> **EXERCISE OBJECTIVE**:
How many lines in the records contain the word "flower"? Reply with the number alone.

> **RECORDS SHOWN**:
# # # #

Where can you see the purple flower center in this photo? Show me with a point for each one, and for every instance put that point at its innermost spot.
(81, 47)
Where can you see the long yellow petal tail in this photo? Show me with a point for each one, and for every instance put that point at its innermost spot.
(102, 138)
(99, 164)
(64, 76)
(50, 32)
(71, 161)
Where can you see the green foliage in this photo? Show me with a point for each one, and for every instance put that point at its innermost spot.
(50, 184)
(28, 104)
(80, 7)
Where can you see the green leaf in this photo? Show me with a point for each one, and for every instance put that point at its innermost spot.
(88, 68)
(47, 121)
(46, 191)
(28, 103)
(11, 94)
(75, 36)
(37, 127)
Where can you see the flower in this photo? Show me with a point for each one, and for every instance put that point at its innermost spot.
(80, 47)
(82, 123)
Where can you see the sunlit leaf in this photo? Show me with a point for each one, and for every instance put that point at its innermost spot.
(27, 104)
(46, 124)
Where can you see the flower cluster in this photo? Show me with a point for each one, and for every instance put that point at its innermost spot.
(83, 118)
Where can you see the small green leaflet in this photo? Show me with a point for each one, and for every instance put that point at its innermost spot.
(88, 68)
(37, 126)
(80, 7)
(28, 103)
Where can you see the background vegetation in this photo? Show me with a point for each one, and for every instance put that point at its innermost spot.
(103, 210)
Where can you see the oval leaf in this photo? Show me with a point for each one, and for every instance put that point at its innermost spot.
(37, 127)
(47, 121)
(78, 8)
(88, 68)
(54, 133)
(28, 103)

# # # #

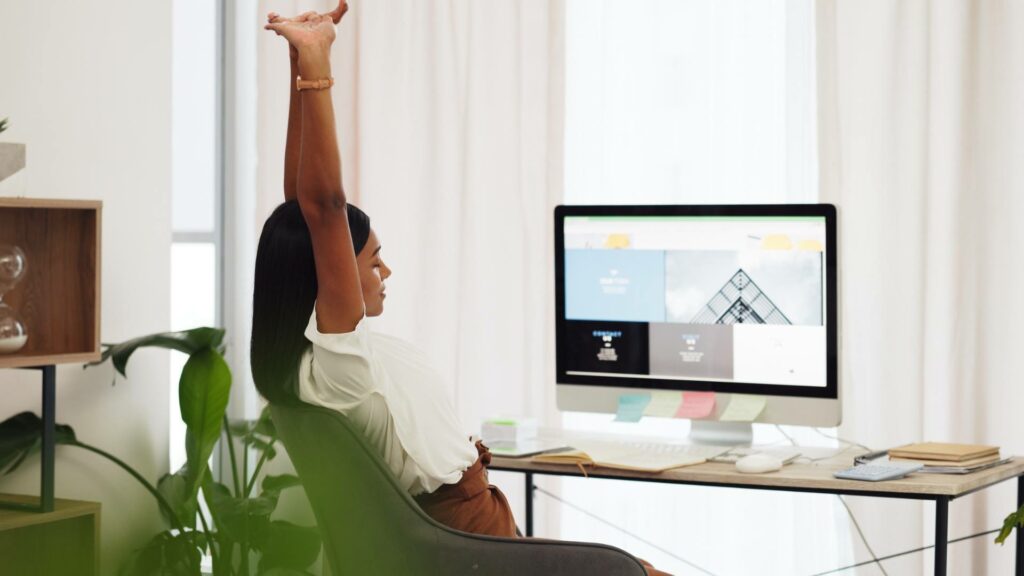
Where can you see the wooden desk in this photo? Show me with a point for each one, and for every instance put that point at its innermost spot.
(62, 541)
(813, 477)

# # # #

> **RESPONSE TO THE EXERCISE**:
3